WORK TO BE COMPLETED:
Could you rewrite everything from the line containing "The user wants to interact with the rotary" down to the line containing "[1095,315,1260,450]", both ends included, keeping the requests and raising every bounding-box coordinate in the answers by 115?

Region labeling records

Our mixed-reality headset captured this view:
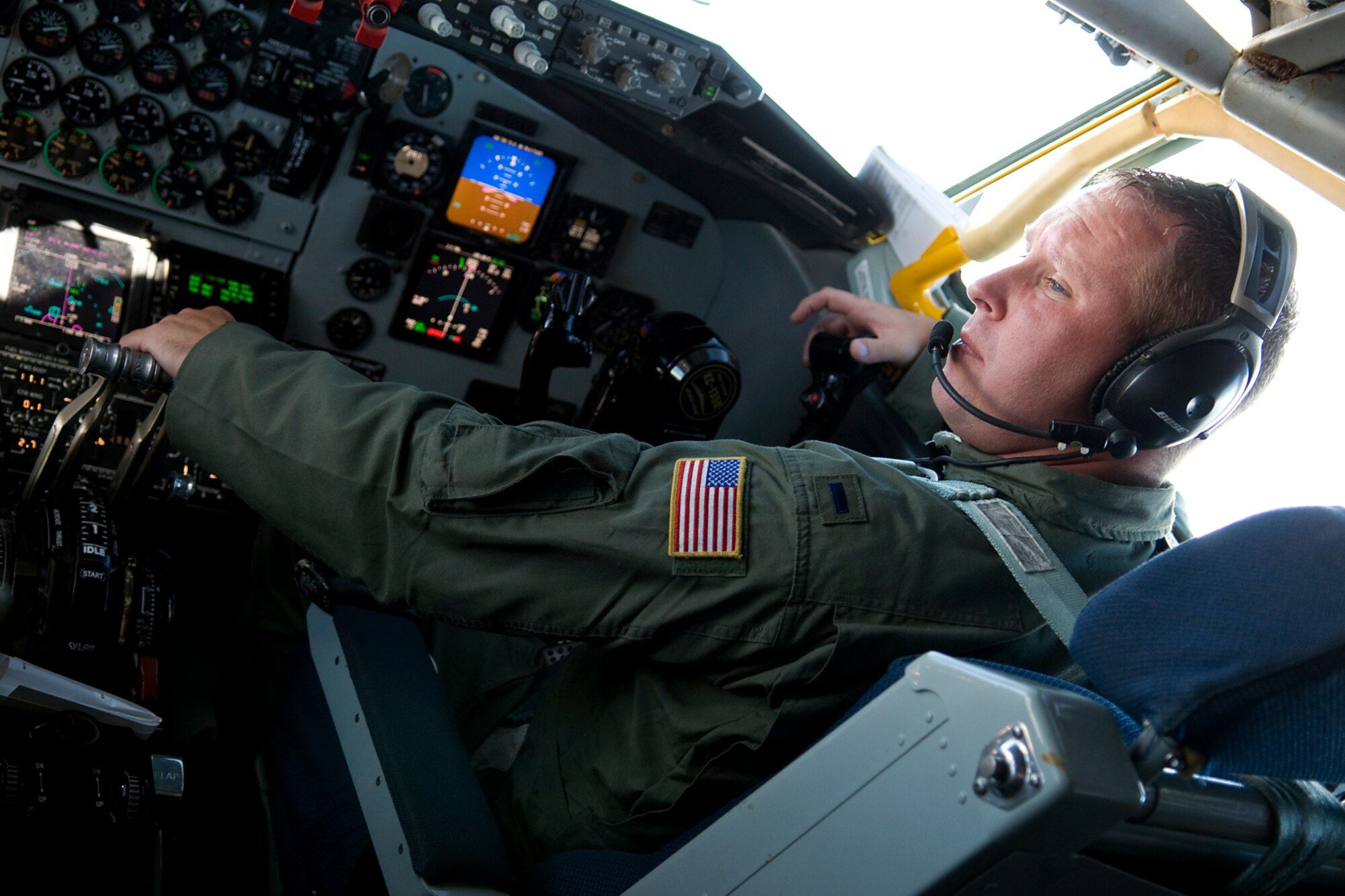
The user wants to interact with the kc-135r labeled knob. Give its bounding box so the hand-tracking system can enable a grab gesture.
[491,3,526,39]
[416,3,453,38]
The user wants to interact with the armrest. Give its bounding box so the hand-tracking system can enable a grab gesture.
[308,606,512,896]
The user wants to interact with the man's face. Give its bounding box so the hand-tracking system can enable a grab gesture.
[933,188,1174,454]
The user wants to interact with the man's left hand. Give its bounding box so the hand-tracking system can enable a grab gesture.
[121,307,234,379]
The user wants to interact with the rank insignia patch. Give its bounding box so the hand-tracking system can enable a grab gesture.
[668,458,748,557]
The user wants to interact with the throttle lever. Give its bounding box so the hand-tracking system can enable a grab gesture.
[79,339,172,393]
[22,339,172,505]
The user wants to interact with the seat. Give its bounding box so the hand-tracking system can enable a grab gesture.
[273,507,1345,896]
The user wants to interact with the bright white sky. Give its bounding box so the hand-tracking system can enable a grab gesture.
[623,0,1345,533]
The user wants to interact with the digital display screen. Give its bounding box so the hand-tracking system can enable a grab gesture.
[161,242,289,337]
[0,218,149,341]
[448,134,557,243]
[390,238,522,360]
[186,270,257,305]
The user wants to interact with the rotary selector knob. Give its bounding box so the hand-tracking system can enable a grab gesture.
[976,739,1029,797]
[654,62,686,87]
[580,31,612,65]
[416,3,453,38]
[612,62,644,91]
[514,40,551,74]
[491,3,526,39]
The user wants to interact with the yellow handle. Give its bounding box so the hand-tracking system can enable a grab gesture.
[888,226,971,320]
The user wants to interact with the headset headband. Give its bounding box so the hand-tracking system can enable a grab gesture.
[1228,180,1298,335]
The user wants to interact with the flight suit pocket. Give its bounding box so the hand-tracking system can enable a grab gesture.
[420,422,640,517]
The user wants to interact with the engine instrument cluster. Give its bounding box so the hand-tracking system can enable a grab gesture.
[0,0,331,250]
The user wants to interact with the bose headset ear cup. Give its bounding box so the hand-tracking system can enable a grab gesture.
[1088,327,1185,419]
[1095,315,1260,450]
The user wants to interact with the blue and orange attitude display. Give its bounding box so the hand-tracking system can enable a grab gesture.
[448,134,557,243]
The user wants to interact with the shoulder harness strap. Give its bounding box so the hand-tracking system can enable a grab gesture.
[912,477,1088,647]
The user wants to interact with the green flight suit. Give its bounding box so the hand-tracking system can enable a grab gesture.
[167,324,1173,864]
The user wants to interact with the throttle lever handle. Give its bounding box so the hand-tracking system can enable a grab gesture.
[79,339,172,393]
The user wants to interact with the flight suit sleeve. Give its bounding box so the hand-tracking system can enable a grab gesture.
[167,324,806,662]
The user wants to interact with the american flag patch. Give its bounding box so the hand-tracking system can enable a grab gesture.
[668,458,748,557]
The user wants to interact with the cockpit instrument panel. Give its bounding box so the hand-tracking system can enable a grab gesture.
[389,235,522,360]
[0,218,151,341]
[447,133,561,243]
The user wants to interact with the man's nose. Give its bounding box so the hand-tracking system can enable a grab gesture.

WRITTEN ANSWER:
The user wants to interact with the rotary selector knob. Give its bounding box so the hand-tracking system can enable a grab gesture.
[1091,854,1144,912]
[769,177,801,202]
[695,146,727,180]
[531,118,568,153]
[727,177,759,206]
[629,155,666,189]
[606,118,641,154]
The user wants to interact with the yellow handle. Give its bounding box so the hand-tracking system can enable a grab gesture.
[1003,341,1086,435]
The user wants to interact with the headset headband. Give its bounding box so the hand-tracking system can enable a grab gesture.
[1343,295,1413,450]
The user wants to interact with the flight suit pocket. Give its bounding box so the hand-tracking system can enable a grab gesture.
[535,537,755,632]
The user wants to interact with the engine instrument cluster. Give its bounding box so the hand-tracking system can enable a grab gesture.
[115,115,446,365]
The user wants to interact with the bose headset ear cup. Give its bounding box so the hand-tracking system can enable a grab gesture.
[1203,442,1300,534]
[1210,430,1375,565]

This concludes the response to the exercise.